» REQUEST
Write out, without alteration, the lines of the entries below, starting with the line that contains "Box every white pickup truck." and continuing through the line that contains "[1096,257,1206,352]", including both of those lines.

» RECORD EXTRACTS

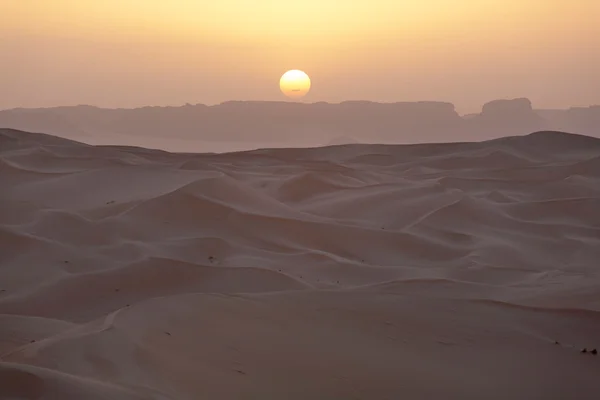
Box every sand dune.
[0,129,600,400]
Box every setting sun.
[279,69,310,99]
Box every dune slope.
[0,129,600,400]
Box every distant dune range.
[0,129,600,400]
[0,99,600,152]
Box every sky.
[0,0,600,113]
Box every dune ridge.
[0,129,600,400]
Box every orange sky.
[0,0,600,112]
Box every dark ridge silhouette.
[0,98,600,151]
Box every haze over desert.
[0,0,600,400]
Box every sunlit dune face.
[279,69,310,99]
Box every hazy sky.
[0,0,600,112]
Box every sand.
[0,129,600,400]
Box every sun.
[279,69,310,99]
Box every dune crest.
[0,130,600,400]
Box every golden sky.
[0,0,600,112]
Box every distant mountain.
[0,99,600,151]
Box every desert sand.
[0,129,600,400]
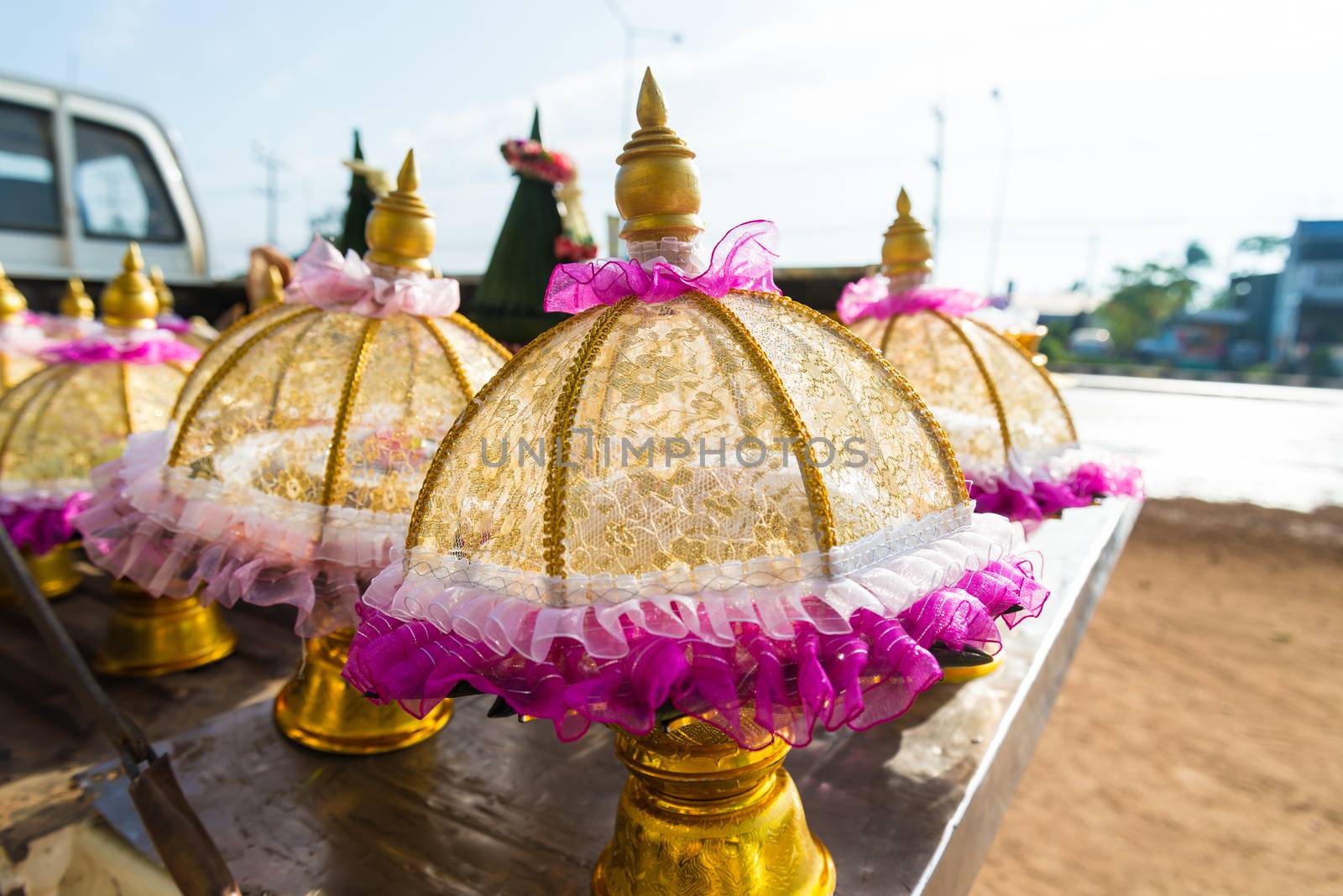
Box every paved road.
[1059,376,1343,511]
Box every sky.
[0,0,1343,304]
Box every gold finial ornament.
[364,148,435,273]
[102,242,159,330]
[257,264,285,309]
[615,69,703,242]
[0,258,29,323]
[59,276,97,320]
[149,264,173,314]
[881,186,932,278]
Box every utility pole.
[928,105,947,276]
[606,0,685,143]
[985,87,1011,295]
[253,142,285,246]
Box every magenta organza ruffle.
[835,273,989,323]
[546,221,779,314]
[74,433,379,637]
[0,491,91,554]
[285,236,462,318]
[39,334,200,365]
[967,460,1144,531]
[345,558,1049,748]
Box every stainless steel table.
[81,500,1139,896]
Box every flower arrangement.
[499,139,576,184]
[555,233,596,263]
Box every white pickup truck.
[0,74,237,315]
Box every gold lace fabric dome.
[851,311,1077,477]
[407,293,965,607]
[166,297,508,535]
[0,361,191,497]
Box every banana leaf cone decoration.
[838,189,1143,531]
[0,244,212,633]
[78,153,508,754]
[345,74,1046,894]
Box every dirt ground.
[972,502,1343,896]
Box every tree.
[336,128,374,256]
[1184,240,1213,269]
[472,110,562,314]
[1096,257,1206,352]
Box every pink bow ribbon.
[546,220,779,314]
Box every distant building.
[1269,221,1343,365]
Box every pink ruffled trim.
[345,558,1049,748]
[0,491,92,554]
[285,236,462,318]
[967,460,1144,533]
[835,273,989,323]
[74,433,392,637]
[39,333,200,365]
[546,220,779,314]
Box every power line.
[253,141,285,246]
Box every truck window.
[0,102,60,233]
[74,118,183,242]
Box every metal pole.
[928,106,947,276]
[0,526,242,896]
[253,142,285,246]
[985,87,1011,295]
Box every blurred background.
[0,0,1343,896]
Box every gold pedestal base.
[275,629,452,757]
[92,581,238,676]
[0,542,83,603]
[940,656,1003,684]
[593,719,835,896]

» EXERCISE RESULT
Box every white pickup truck.
[0,74,237,315]
Box every gold lace fabric dome.
[851,311,1077,477]
[407,293,965,607]
[166,297,508,535]
[0,361,191,497]
Box every banana leaf cone decoration.
[838,189,1143,531]
[0,244,212,633]
[78,153,508,754]
[345,74,1046,894]
Box every dirt ground.
[972,502,1343,896]
Box every tree.
[336,128,374,256]
[1184,240,1213,269]
[472,110,562,314]
[1096,257,1206,352]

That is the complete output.